EXERCISE:
Reproduce the rows below with every occurrence of "one point per instance" switched to "one coordinate pair per instance", leaving everything else unchanged.

MATERIAL SUPPLIED:
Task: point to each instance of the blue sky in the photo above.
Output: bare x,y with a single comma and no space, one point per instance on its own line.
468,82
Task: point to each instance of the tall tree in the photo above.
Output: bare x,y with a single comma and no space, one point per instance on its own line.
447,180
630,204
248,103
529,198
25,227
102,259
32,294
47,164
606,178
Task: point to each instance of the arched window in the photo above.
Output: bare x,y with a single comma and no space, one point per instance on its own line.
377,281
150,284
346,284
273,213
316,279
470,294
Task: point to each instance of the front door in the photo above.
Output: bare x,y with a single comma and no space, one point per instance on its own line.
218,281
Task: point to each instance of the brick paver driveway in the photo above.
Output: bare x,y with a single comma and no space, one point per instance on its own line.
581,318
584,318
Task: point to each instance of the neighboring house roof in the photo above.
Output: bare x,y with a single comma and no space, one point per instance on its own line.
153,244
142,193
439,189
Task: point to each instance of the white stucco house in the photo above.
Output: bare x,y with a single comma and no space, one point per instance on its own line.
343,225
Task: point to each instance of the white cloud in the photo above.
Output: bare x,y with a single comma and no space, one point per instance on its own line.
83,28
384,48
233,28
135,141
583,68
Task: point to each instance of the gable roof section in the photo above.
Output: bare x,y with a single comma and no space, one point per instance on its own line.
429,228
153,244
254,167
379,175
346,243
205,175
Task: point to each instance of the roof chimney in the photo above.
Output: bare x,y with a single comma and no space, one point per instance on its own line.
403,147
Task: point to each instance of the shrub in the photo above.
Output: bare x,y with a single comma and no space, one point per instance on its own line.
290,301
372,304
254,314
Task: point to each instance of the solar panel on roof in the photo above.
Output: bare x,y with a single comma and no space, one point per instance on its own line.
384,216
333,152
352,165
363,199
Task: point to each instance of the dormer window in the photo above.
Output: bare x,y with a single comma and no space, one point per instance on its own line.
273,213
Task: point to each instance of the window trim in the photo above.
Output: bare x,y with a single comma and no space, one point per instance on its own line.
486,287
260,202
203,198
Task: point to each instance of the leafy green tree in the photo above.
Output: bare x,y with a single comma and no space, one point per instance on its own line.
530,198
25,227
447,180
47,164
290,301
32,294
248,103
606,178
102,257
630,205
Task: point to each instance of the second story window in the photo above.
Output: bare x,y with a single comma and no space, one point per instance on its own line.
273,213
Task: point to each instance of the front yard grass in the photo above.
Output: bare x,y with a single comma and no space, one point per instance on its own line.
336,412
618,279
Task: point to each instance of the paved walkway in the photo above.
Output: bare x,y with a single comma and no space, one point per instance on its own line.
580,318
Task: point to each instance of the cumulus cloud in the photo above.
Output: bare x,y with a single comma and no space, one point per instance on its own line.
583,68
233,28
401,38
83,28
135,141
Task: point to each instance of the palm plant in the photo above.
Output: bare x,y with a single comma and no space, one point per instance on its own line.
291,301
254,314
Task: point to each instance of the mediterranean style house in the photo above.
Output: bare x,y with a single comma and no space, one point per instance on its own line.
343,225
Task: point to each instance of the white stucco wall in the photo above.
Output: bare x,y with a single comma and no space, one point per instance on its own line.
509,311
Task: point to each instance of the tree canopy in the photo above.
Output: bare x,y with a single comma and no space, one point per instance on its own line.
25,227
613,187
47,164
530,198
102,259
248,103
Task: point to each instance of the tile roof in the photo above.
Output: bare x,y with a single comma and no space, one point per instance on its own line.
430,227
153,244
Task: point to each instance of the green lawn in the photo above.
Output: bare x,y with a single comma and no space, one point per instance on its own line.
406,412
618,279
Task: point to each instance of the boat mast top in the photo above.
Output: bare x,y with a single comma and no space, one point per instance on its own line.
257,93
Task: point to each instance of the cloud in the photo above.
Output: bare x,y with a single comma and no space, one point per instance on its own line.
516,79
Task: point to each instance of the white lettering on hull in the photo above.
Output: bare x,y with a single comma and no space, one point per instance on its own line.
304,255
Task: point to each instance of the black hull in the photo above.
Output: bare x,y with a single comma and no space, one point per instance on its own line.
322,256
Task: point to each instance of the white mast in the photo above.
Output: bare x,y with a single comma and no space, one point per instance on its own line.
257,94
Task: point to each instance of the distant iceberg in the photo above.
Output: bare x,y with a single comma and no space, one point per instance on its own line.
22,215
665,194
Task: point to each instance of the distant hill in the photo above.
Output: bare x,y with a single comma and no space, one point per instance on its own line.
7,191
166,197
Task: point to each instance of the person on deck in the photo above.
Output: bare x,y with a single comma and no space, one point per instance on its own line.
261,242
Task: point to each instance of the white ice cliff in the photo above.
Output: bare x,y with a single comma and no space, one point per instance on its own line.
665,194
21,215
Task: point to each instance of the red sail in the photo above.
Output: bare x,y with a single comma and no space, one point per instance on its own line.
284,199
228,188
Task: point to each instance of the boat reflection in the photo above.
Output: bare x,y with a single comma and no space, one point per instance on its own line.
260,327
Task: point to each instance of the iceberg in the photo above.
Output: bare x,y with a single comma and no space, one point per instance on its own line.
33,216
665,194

RESULT FOR THIS EXERCISE:
Task: point to each instance of the blue sky in the photo above.
Output: bare x,y with a single comma and no space, one coordinate pair per instance on its own line.
468,82
Task: point to each instance of the tall tree in the photo above.
Output: bare x,y with a single comma and no space, one coordinate pair per instance on its own line.
447,180
630,204
248,103
529,198
25,227
102,259
32,294
47,164
606,178
Task: point to each instance of the arched window in the photo above.
Output: bare x,y with a single comma and no space, one coordinate pair per instance on its own line.
377,281
150,284
346,284
273,213
316,279
470,294
Task: point to each instance of the front door in the photo above.
Output: bare x,y with a single comma and no space, one coordinate pair per instance on its own line.
218,281
Task: point to each instance of the brick paver driveway in the photo above.
Output: bare x,y with a single comma and no space, one coordinate pair per instance on its own line.
581,318
584,318
Task: point to each instance of the neighboring house roof in the photo above.
Output: bare x,y with a single comma and no space, one coordinate pair per instance on its own line.
153,244
142,193
439,189
Task: point to each instance of the white stucco house in the photo above.
Output: bare x,y with a single comma and no space, one coordinate pair per instance on its own line.
343,225
Task: point to each instance of the white cloud in the photo above.
Output: bare x,y with a single comma and no space, one coordinate pair per instance on its own line.
83,28
384,48
233,28
135,141
583,68
Task: point to each instance of the gable roof section in the photo above.
Output: bare x,y with a single comma and no space, one coordinate pair per instance on its own line.
429,228
153,244
254,167
379,175
346,243
205,175
Task: point to each instance of the roof chimney in the photo above.
Output: bare x,y with a single comma and no space, one coordinate pair per instance on its own line.
403,147
Task: point to each instance of the shrub in the photo above.
Output: bare x,y with a single comma and no space, one coordinate pair per instance on its own line.
290,301
372,304
254,314
Task: point to each instance of the solar panel on roof in the photo above.
Output: bare x,y with a single comma and no space, one coordinate pair per instance on its own line.
384,216
333,152
352,165
363,199
Task: point to each instance of the dormer window in the photo above.
Output: bare x,y with a single comma and no space, one coordinate pair per instance on its own line.
273,213
Task: point to each instance of the window trim in the photo above.
Output: bare x,y with a single comma and no space, one coordinate pair per instance on its own line.
486,287
260,202
203,198
Task: point to each instance of the leafy green tree in the photo above.
Output: bare x,y with a single comma and no space, one coordinate pair per instance on its own line.
530,198
25,227
447,180
47,164
290,301
32,294
248,103
606,178
102,257
630,205
Task: point to each instance of the second story window in the photo above.
Output: bare x,y with a single comma and no space, one coordinate pair per instance on its own line.
273,213
Task: point to each instance of the front yard grass in the photo above.
Output: bare x,y with a single comma and no space, one coordinate pair per instance on its own line.
336,412
618,279
Task: point to each instance of the paved walkway in the photo above.
Output: bare x,y with a single comma and no space, one coordinate pair per instance on its own line.
580,318
Task: point to each instance of the cumulus cloud in the photo above.
Output: bare x,y with a single comma and no space, one coordinate pair per instance on its own line.
583,68
233,28
401,38
83,28
135,141
Task: point to each instance of the palm plant in the photo above.
Output: bare x,y with a single comma and no space, one coordinate pair per instance on its own line.
291,301
254,314
Task: point to each instance of the mediterranean style house in the photo above.
Output: bare x,y with a single comma and no space, one coordinate pair per instance on its own line.
343,225
Task: point to each instance of the white stucco wall in the photo above.
Output: bare x,y with a single comma and no space, one coordinate pair per instance on its own line.
509,311
Task: point to each instance of the tree canopy in the photo above.
Output: bare x,y with a single comma and no space, one coordinate pair per instance on its own line.
25,227
613,187
47,164
530,198
102,259
248,103
Task: point to each instance of the tile roof in the photo above.
Output: bare x,y with a single comma and no space, one coordinate pair per instance on its own line.
430,227
153,244
Task: point to each instance of the green lawn in the photo above.
Output: bare x,y with a single comma and no space, one coordinate pair per instance on its own line.
406,412
618,279
Task: point to each instance of the boat mast top in the photo above.
Output: bare x,y with a single comma and no space, one coordinate pair per instance on its own line.
257,93
Task: point to each instance of the cloud in the photo above.
Output: bare x,y with a single comma and no space, one coordinate pair per instance on its own line.
516,79
Task: point to each instance of the white lettering on hull in the photo above.
Output: bare x,y with a single comma and no space, one coordinate pair per instance on its own line.
304,255
Task: point to each instance of the black hull in the photo above.
Output: bare x,y with a single comma and no space, one coordinate pair per instance on its own line.
322,256
Task: point to each instance of the white mast in the photo above.
Output: bare x,y with a single comma and no space, one coordinate pair per instance on its own line.
257,94
Task: point to each instance of the distant iceberg in the photo above.
Output: bare x,y with a single comma and no space, one coordinate pair per instance on its own line.
22,215
665,194
Task: point to each instance of the distant hill in the photo above.
Output: bare x,y with a single comma and no space, one coordinate pair per instance on its own line.
7,191
166,197
Task: point to each instance of the person on deck in the photo above.
Output: bare x,y with a single comma and no space, one coordinate pair per instance on its own line.
261,242
Task: point to each instance of the white ice cliff in the photo above.
Output: bare x,y with a single comma and no space, one coordinate pair per instance on its own line.
665,194
21,215
Task: point to each instance of the red sail in the photo above.
Output: bare x,y with a single comma and no space, one coordinate pair per instance on its own line.
284,199
228,188
Task: point to each instance of the boat reflection in the photo above.
Output: bare x,y with a single comma and no space, one coordinate pair per instance on its own line.
260,327
Task: point to each instance of the iceberg in the photo above.
Output: bare x,y with a single comma and no space, one coordinate pair per instance on its own line.
33,216
665,194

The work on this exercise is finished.